* WRITTEN PROBLEM
Render the items as a Markdown table with the columns "Row" and "Line," starting at the beginning of the items and ending at the line that contains "(1083, 128)", with both ends included. Number each row and omit any blank lines.

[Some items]

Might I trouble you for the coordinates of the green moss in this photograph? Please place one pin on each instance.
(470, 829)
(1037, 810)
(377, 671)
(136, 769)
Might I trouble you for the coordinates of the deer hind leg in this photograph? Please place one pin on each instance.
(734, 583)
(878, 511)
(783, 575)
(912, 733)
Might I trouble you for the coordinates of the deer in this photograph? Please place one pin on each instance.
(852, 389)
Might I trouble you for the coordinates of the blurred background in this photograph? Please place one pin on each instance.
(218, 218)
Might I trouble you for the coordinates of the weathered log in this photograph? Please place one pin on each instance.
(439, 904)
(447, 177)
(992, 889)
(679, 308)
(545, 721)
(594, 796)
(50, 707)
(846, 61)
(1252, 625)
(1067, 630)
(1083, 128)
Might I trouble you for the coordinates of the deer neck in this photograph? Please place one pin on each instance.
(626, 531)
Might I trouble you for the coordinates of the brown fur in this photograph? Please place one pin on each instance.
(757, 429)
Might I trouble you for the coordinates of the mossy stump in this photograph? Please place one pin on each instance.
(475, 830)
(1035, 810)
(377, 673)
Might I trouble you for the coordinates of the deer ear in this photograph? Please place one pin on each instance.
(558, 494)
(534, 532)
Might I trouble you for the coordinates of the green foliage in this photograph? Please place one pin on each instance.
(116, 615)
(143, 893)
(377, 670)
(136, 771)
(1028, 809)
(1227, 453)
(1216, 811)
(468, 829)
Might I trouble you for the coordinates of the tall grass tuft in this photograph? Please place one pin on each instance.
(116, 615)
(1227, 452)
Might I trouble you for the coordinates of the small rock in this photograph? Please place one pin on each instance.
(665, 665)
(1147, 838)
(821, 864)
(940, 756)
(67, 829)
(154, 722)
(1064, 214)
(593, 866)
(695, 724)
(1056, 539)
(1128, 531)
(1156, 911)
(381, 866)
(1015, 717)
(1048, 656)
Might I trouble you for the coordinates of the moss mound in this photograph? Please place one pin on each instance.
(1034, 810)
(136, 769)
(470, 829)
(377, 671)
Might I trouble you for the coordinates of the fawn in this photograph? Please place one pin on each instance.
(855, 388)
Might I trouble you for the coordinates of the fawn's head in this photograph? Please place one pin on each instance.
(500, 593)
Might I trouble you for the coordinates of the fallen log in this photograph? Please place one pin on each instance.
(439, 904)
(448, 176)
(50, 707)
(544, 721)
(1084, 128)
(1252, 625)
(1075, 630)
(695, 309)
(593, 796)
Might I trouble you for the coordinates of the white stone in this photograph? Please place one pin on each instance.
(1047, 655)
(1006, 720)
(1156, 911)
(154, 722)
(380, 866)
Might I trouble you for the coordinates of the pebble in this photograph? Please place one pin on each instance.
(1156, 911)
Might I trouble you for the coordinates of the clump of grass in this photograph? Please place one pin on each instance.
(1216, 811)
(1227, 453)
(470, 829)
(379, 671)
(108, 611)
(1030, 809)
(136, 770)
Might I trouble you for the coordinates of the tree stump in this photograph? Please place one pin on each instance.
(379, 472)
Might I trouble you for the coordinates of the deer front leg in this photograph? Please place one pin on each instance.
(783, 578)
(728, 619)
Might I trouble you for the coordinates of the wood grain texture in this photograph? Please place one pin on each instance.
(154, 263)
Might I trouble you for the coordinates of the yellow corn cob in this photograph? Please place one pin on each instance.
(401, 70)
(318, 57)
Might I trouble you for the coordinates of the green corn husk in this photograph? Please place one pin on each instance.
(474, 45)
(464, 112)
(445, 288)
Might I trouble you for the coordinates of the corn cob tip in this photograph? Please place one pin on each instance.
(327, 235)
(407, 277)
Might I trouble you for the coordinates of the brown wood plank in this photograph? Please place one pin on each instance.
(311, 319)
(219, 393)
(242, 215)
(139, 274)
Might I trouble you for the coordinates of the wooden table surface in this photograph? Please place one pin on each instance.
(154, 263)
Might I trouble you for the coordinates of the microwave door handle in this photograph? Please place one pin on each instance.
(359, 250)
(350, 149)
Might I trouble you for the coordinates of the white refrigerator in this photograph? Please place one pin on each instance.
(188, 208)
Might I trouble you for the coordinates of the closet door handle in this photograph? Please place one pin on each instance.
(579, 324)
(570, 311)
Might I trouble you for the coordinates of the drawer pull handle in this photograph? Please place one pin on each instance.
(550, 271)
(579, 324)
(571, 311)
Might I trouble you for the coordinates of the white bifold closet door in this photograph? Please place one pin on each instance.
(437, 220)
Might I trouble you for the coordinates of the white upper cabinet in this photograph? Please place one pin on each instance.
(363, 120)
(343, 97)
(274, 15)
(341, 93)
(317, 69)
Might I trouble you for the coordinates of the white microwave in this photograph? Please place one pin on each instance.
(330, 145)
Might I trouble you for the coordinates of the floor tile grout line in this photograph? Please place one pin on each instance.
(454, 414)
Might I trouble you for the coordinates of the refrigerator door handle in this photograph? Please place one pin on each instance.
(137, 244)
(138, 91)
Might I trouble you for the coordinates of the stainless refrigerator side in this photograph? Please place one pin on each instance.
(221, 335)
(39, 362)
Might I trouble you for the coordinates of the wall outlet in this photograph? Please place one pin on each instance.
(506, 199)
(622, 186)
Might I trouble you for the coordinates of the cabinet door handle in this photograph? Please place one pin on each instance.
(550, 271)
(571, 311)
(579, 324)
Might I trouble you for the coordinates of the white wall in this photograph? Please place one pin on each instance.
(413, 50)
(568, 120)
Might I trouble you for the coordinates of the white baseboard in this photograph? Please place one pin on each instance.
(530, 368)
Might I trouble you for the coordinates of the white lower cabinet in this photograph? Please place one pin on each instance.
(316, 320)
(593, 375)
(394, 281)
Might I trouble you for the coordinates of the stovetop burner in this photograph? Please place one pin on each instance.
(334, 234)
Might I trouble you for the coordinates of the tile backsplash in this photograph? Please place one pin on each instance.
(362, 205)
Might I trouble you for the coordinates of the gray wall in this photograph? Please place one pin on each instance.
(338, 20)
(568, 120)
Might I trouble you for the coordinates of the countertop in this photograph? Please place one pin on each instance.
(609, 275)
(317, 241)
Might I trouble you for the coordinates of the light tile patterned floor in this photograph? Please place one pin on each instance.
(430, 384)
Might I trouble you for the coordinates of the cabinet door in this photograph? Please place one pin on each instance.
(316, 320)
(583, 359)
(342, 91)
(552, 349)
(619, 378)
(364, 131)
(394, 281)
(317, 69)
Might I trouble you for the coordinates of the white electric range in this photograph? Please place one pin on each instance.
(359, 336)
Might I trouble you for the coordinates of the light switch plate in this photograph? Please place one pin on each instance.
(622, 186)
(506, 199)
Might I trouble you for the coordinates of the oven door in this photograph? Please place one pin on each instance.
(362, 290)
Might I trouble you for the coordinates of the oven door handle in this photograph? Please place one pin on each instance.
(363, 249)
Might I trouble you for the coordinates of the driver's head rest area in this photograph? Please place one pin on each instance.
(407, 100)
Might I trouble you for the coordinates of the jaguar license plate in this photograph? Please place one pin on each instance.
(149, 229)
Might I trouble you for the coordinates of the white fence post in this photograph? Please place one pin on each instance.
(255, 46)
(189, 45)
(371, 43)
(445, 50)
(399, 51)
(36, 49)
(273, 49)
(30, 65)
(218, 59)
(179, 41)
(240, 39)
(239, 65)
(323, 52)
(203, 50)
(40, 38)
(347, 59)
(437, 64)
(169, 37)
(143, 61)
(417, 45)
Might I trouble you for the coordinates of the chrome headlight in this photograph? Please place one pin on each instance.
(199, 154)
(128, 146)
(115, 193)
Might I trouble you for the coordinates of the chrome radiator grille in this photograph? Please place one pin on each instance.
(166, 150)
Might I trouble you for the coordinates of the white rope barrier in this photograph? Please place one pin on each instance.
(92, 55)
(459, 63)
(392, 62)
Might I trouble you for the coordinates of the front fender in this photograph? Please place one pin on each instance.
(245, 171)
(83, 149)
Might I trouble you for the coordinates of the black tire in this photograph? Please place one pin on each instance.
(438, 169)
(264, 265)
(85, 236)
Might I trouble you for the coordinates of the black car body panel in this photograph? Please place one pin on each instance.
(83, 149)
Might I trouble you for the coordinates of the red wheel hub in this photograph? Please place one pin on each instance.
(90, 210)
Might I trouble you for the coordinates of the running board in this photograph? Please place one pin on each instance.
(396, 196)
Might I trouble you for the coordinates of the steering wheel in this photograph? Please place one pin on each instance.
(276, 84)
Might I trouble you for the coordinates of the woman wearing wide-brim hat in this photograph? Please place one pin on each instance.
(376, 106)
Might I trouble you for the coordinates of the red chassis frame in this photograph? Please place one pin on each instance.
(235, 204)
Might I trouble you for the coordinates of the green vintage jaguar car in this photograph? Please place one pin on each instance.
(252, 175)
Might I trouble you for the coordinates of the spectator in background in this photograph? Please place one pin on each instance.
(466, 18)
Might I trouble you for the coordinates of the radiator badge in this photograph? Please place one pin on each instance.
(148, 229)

* EXERCISE RESULT
| Row | Line |
|---|---|
| 1 | Might I trouble you for the coordinates of the green moss in this photograph? Please place one pin on each instance. |
| 2 | (470, 829) |
| 3 | (1037, 810) |
| 4 | (377, 671) |
| 5 | (136, 769) |
| 6 | Might I trouble you for the coordinates of the deer hind leg in this photograph? Please place one pin on each instance. |
| 7 | (734, 583) |
| 8 | (878, 511) |
| 9 | (783, 575) |
| 10 | (912, 733) |
| 11 | Might I trouble you for the coordinates of the deer in this photograph? Please place one pin on each instance. |
| 12 | (852, 389) |
| 13 | Might I trouble you for the coordinates of the blurred background in this photograph? Please place one pin on each instance. |
| 14 | (218, 218) |
| 15 | Might I trouble you for the coordinates of the weathered log in this photograph? Please place one pin on each instance. |
| 16 | (439, 904) |
| 17 | (447, 177) |
| 18 | (992, 889) |
| 19 | (679, 308) |
| 20 | (545, 721) |
| 21 | (594, 796) |
| 22 | (50, 707) |
| 23 | (846, 61) |
| 24 | (1252, 625) |
| 25 | (1067, 630) |
| 26 | (1083, 128) |